#### STATED GOAL 1:
In the article on Chicago school discipline below, what reasons does the ICJIA guide give for rejecting punitive approaches such as zero tolerance?

#### DOCUMENT SECTION:
┄┄┄┄┄┄┄┄┄┄

Civil rights leaders will meet with the president of the Chicago Board of Education on Saturday, and high school students will meet with the executive director of a school “turnaround” group on Monday, with similar agendas – reducing student suspensions and increasing support for restorative justice.

The High Hopes Coalition, which includes civil rights and community organizations (more here), will hold a public meeting with board president Mary Richardson Lowry (Saturday, April 2, 11 a.m., Roosevelt University, 430 S. Michigan) to present a plan to reduce suspensions and expulsions of CPS students by 40 percent next year.

The group wants Richardson Lowry to commit to reducing suspensions and implementing restorative justice in conjunction with community groups, with monthly reports on disciplinary measures made public.

They point to a guide to implementing restorative justice in schools (pdf) issued recently by the Illinois Criminal Justice Information Agency.

According to the guide, punitive approaches to school discipline including zero tolerance “do not educate students or resolve conflicts, and may even make schools less safe and cause further harm to students.”

Under such approaches, students of color tend to face disproportionately harsh punishments, according to the report – a point High Hopes has also made.

Reducing violence, dropout rate

Restorative justice defines accountability not as receiving punishment but as understanding the impact of one’s actions and taking responsibility; it “combines strict control and strong support,” and “may be more efficient at reducing violent incidents,” according to the ICJIA report.

┄┄┄┄┄┄┄┄┄┄

(Location annotation dataset excerpts)

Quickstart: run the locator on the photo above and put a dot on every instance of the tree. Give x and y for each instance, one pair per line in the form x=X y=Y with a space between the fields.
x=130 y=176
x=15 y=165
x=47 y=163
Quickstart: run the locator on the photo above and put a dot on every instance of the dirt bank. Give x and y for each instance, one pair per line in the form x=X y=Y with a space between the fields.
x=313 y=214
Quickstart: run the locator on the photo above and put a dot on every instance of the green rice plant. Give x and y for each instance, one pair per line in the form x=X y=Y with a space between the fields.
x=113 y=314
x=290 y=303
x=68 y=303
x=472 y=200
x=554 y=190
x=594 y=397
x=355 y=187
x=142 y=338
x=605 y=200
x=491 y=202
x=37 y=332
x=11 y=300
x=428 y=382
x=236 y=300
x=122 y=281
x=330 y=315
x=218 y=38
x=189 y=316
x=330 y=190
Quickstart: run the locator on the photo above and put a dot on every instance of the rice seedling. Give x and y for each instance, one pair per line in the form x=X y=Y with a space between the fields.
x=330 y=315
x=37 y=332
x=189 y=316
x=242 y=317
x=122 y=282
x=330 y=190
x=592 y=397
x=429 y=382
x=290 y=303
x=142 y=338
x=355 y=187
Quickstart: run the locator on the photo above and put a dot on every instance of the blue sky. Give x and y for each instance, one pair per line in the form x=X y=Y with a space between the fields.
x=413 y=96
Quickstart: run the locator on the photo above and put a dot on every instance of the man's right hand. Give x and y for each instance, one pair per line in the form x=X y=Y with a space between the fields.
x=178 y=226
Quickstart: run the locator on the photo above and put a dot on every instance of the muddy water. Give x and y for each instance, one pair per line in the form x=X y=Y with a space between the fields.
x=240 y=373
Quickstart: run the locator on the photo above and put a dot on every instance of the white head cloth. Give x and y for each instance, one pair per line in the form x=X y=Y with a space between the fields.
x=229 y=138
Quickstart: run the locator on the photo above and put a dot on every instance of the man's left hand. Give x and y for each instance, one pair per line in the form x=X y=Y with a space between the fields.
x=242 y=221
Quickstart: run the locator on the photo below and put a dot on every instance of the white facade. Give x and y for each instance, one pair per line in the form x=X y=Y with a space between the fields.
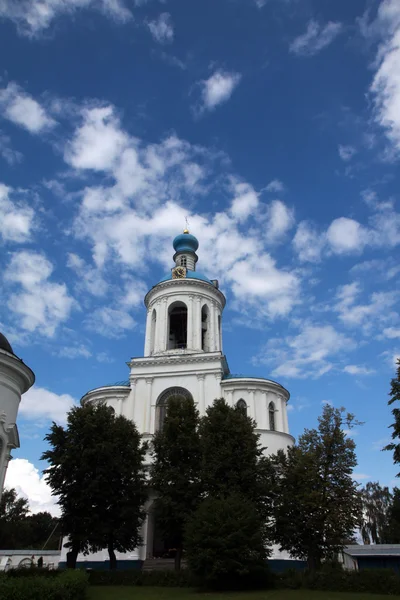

┄┄┄┄┄┄┄┄┄┄

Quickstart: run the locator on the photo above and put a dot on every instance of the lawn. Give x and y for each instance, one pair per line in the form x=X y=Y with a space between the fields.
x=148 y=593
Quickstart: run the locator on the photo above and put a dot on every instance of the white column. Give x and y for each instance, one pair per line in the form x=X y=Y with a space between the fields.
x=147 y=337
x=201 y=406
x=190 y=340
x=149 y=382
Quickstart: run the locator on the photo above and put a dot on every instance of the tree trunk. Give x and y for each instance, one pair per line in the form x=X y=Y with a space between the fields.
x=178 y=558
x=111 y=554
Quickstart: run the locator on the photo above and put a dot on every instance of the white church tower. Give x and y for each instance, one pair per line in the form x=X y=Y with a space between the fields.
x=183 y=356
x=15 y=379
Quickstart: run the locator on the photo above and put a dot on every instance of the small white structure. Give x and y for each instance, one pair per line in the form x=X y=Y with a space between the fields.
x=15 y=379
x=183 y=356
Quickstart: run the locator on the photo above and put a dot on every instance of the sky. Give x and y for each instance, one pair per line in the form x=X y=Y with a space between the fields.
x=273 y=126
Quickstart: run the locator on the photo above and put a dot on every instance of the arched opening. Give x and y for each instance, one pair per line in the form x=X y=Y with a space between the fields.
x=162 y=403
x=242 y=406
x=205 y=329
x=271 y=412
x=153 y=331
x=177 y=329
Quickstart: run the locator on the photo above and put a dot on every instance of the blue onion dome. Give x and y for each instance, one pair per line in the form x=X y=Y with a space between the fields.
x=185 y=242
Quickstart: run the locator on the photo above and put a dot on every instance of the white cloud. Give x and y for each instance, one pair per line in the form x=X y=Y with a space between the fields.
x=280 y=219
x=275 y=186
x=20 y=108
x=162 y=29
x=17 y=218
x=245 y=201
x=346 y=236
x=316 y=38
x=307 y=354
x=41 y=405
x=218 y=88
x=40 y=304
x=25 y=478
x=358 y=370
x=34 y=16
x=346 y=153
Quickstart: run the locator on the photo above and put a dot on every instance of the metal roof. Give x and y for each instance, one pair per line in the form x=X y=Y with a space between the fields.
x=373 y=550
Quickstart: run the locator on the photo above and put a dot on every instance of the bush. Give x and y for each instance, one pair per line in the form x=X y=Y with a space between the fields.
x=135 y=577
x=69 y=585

┄┄┄┄┄┄┄┄┄┄

#### STATED GOAL 2:
In the records, switch "instance" to "occurrence" in the lines starting with the line containing "of the tree." and going on through the line containing "x=313 y=214". Leave everything else in those lines unchanged and return only those lines.

#### PROBLEM SOLUTION 1:
The guide says punitive approaches do not educate students or resolve conflicts, and may even make schools less safe and cause further harm to students. It also reports that under such approaches, students of color tend to face disproportionately harsh punishments.

#### PROBLEM SOLUTION 2:
Quickstart: run the locator on the photo above and put a dot on every occurrence of the tree. Give x and y for each occurrence, one pair per line in the form x=X y=Y with a space between the fields.
x=130 y=176
x=15 y=165
x=47 y=163
Quickstart: run the locator on the photo above and put a dot on every occurrence of the dirt bank. Give x and y for each occurrence, one pair per line in the form x=X y=Y with a space between the fields.
x=313 y=214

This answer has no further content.